DATA EXTRACTS section start

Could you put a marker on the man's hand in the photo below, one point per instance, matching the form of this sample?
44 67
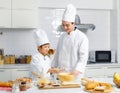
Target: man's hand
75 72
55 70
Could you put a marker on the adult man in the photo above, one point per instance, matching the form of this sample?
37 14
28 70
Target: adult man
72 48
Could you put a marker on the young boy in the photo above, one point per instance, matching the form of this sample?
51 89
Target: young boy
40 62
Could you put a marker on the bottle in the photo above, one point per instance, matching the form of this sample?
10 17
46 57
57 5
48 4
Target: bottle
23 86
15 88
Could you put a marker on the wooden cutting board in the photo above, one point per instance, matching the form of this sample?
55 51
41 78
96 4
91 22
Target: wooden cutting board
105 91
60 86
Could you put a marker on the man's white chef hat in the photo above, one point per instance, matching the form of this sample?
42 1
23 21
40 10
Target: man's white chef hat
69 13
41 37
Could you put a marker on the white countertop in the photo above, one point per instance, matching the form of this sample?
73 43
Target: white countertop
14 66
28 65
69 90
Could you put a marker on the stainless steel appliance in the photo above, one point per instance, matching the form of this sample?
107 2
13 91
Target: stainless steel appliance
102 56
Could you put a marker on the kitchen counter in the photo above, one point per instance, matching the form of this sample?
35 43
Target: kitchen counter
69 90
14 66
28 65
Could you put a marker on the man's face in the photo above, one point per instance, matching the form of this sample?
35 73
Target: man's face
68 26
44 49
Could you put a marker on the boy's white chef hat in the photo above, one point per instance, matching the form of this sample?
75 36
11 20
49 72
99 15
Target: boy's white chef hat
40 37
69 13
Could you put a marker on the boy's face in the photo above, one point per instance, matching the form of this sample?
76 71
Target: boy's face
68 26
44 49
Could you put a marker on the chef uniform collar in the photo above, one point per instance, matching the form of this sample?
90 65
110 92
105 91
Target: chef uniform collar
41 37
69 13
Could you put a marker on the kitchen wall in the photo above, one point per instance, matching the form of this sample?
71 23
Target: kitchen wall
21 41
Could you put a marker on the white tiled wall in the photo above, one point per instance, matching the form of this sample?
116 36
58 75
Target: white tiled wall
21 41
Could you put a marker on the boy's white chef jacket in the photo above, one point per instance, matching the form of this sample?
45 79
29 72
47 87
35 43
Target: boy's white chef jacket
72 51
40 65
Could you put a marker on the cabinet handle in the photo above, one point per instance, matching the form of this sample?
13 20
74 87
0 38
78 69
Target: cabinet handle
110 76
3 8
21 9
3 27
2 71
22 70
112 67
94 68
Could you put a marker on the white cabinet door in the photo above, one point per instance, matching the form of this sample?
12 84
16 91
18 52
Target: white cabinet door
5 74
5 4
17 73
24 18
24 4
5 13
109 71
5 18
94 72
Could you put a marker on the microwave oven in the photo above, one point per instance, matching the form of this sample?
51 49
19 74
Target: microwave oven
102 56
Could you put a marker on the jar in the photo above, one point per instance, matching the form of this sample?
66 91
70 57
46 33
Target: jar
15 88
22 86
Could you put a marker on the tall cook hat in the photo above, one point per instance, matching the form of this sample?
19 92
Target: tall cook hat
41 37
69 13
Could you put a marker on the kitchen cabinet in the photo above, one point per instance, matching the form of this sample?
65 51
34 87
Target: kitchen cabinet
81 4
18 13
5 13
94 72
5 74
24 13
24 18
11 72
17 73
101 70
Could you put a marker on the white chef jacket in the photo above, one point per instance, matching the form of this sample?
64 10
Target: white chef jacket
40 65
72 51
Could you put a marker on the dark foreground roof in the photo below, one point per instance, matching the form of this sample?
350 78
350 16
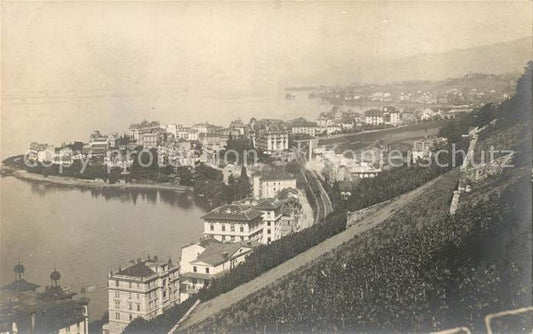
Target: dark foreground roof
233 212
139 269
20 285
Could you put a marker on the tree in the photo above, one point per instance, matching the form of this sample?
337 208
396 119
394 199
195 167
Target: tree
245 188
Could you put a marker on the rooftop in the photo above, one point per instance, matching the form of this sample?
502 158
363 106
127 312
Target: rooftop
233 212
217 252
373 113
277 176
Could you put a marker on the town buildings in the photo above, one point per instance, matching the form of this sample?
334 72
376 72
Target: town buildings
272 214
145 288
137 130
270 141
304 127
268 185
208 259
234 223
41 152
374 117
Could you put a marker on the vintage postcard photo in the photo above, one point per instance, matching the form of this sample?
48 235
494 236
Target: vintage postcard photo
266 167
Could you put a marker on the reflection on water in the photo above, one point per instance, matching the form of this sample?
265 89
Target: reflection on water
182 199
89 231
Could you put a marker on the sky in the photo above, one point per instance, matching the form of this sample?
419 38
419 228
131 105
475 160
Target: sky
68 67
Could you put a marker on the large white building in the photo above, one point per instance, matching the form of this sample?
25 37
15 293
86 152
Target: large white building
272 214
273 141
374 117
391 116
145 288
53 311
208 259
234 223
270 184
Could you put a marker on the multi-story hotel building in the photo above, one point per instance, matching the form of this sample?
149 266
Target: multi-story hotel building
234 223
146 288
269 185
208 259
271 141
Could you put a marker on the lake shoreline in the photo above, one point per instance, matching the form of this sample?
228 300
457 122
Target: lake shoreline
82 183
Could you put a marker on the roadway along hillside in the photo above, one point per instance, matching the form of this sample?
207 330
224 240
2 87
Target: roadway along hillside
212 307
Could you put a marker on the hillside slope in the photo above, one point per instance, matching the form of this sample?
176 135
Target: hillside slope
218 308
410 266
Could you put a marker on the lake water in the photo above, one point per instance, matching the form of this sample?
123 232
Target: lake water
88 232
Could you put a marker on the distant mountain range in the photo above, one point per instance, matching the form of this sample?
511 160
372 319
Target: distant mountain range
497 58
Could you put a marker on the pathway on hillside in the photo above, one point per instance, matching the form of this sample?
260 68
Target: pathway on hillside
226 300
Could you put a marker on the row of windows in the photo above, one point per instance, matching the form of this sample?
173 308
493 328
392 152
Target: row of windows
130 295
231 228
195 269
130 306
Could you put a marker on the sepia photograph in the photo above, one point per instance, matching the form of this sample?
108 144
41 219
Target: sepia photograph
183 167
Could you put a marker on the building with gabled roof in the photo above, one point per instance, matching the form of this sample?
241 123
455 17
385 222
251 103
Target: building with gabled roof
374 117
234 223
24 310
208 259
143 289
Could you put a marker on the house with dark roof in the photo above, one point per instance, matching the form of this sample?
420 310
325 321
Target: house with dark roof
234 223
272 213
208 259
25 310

DATA EXTRACTS section end

[TASK STATEMENT] Take the line holding "Target: pathway on hillside" and the lines after it through the end of the entries. Retype them exactly and add nothing.

[WRITTEN ANSWER]
Target: pathway on hillside
226 300
Could you put a marker on the row of windows in the photo above, one point per instance, matching the form of this sample?
173 308
493 328
392 152
Target: row of windows
130 295
231 228
195 269
130 306
Could you put a marker on the sepia photograph in the photo above, one point per instance, matching the form of this sample?
108 144
41 219
Target: sepia photograph
183 167
Could you put a marker on the building with gabled roof in the photo above, one point per instance, matching the form of this sample?
241 123
455 17
385 222
251 103
Target: building with gabled roof
374 117
234 223
24 310
208 259
143 289
Could you put a marker on the house with dark roof in the photo above, one point per instance, matching the form of this sample?
420 310
325 321
Target: house with dark roof
234 223
272 213
208 259
25 310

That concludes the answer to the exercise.